Problem requirements. Lines in the listing below that contain the string "parked" are to be found and copied.

Records for the task.

Segment Open

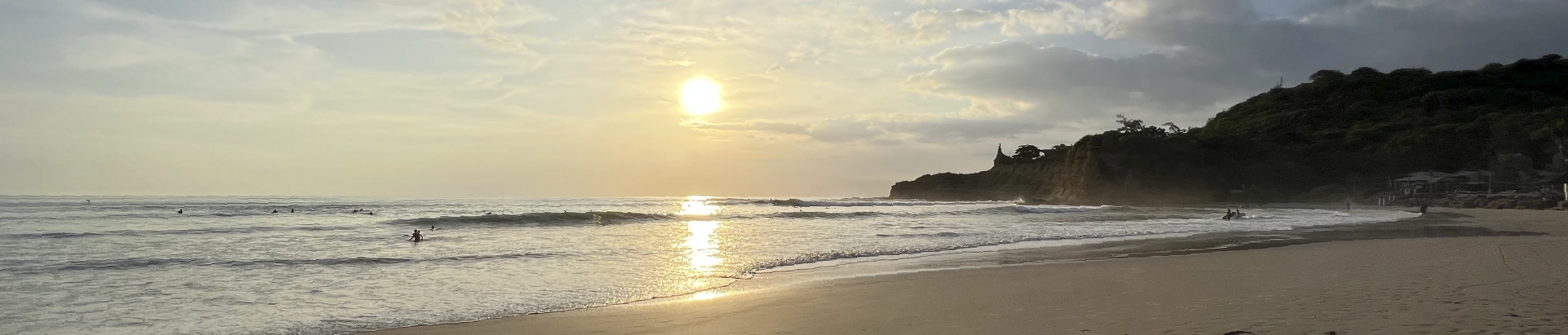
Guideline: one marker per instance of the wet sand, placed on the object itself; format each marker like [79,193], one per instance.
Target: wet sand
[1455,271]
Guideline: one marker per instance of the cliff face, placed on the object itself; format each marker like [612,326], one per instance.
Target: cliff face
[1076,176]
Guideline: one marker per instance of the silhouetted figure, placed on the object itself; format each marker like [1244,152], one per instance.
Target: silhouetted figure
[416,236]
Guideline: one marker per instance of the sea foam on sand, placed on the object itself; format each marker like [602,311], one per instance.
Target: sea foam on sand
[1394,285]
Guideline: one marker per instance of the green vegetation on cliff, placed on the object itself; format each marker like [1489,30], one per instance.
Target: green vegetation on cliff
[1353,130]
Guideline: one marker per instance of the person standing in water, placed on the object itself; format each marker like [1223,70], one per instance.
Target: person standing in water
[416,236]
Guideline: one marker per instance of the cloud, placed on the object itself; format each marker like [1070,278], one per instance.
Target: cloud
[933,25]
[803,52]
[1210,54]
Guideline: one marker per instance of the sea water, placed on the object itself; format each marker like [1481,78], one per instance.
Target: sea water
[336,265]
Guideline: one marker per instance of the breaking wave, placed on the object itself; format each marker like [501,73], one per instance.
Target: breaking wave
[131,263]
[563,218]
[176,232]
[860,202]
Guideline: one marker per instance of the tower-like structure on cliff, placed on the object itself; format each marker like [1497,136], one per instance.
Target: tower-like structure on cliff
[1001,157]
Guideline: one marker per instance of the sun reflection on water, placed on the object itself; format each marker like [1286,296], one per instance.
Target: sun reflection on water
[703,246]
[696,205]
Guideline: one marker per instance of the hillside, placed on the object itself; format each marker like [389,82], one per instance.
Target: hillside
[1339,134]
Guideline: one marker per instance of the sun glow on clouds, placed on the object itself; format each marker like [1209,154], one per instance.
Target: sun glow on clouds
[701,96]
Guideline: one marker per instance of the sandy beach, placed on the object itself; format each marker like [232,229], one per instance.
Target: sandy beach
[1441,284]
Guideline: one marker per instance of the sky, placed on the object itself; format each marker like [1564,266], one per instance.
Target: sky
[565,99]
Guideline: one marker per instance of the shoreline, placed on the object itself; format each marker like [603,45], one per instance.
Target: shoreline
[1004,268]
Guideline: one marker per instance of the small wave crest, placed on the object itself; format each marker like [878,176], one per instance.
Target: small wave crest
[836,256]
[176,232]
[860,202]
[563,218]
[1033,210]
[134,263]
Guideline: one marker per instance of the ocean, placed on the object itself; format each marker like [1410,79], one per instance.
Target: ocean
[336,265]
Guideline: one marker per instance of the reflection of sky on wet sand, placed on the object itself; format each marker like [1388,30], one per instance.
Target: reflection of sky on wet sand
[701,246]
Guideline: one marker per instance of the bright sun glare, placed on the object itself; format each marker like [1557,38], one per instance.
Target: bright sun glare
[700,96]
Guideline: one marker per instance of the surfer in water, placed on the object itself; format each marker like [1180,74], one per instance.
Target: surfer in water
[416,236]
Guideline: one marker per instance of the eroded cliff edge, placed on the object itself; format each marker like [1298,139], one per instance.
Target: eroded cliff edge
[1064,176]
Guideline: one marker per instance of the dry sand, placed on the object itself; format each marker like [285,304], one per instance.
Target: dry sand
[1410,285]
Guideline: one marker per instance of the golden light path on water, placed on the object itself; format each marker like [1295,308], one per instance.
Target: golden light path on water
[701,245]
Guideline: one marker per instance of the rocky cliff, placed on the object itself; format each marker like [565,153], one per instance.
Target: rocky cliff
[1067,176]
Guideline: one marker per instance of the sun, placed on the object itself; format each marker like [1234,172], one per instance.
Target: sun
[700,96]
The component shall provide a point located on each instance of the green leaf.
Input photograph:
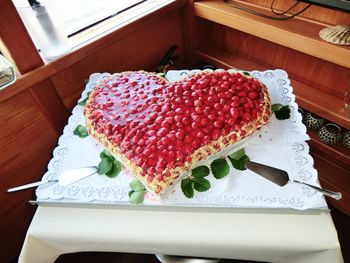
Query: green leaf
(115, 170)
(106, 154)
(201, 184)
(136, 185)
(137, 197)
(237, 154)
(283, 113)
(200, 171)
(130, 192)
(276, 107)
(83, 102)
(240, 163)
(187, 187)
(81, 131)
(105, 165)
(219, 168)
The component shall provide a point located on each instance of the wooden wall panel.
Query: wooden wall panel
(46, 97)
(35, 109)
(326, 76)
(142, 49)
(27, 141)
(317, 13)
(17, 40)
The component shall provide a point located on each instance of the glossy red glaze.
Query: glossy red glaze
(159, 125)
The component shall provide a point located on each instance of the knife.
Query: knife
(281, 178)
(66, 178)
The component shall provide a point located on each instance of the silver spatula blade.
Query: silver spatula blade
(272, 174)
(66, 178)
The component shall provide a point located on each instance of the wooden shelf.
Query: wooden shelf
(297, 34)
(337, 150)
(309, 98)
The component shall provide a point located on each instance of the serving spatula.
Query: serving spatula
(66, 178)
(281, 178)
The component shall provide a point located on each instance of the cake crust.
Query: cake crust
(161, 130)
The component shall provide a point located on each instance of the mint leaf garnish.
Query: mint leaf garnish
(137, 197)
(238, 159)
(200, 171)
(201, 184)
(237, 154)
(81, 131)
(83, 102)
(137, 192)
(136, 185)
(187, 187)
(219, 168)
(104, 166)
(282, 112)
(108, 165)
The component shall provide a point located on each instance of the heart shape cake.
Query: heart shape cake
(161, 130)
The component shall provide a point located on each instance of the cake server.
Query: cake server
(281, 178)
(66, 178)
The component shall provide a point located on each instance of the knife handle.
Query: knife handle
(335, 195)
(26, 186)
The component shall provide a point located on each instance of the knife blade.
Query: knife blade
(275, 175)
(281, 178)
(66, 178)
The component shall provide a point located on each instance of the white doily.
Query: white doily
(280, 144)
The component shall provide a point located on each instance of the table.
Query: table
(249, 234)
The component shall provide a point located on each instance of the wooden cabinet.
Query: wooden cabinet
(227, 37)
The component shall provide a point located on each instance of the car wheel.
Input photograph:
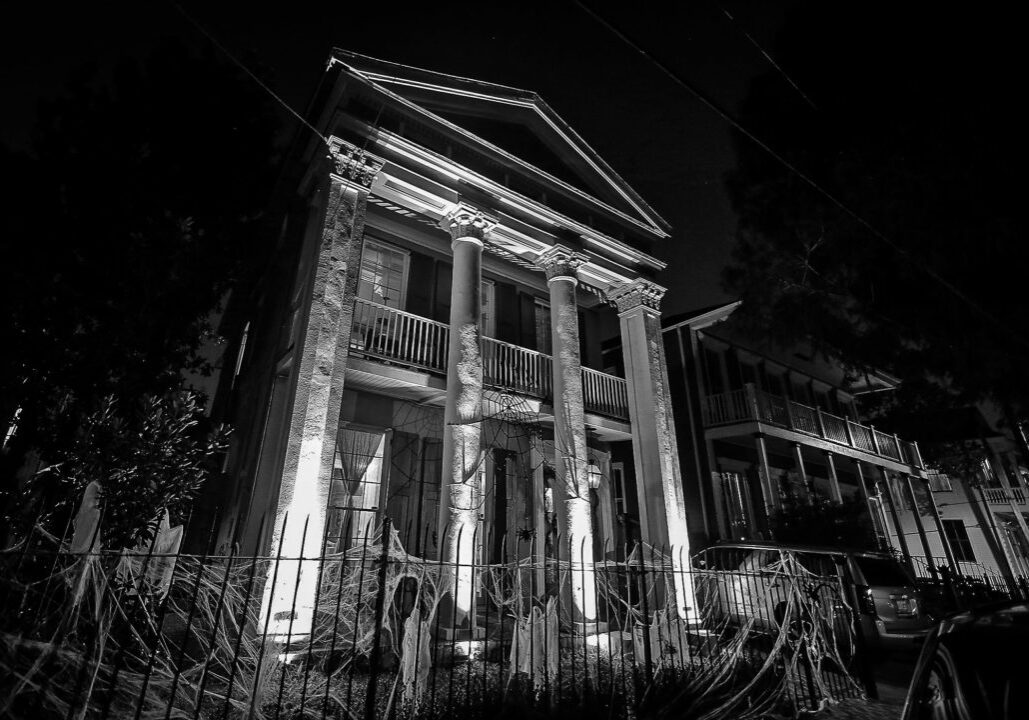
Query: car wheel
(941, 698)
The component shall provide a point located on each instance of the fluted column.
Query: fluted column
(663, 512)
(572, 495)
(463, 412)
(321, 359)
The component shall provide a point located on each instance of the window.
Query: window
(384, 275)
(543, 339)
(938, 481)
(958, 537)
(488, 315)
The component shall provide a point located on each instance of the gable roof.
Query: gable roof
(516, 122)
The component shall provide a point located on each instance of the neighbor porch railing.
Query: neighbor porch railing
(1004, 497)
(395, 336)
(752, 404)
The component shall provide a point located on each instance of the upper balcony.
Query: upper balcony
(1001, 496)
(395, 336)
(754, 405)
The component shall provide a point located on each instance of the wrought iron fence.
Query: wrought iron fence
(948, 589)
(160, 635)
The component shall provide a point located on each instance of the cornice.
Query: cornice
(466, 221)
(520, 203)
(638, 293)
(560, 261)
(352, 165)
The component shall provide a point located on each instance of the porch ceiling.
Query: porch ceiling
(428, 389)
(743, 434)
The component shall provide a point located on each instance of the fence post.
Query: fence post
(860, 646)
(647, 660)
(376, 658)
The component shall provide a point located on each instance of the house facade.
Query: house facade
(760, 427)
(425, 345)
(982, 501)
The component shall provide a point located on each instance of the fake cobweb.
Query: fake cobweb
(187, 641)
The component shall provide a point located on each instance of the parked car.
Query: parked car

Segment Closed

Problem solution.
The component shall provide a point located on each instance of the parked car.
Query: parked car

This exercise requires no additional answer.